__EXCERPT__:
BEGIN

Asked by Anonymous - Jul 07, 2025Hindi
Money
Hello Janak Sir.. hope you are doing well..I am 43 year old having 2 daughter 13 and 4 year).Currently I am having 75 lac in MF ,20 lac in FD, around 26 lac in PF and around 5 lakh in other investments.I have 2 houses one is loan free and getting rent for 10000 pm from it.For other flat where I am residing 29 lakh loan is pending and also having 6 lakh loan for car.I am investigating 55000 in MF per month.I am in hand income of 280000.My questions should I start paying loan fast for home loan(7 per) and car loan (9.2 per) by paying on lump sum to become debt free in 4 -5 year or increase SIP in MF?
Ans: Hi,

Your Financials look reasonably good even with some liabilities. Your liabilities stand at about 28% of your assets and 12.5 times your income, which is a healthy ratio by itself.

END

__Phrase grounding data__:
BEGIN

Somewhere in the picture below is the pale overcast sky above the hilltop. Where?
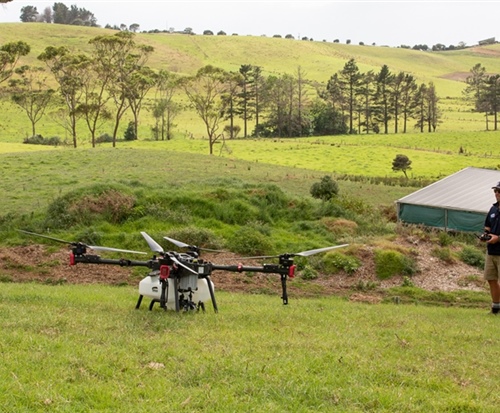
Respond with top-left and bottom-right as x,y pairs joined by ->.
0,0 -> 500,46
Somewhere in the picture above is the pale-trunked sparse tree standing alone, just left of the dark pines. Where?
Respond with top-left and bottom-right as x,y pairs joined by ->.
182,65 -> 228,155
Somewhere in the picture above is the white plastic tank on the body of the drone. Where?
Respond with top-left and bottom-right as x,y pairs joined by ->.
139,271 -> 214,310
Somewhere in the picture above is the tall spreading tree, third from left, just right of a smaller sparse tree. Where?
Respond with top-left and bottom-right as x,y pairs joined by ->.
38,46 -> 92,148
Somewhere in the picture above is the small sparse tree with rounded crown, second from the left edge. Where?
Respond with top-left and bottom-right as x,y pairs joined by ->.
9,66 -> 55,136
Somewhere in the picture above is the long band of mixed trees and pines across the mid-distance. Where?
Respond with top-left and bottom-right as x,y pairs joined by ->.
0,31 -> 440,153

END

__PROBLEM TO WORK ON__:
Answer these questions from the personal finance question and answer above the items:
(a) How much monthly rent does the loan-free house bring in?
(b) What interest rate does the car loan carry?
(c) What share of the asker's assets do the liabilities represent, according to the reply?

__SOLUTION__:
(a) 10000 per month
(b) 9.2 percent
(c) About 28%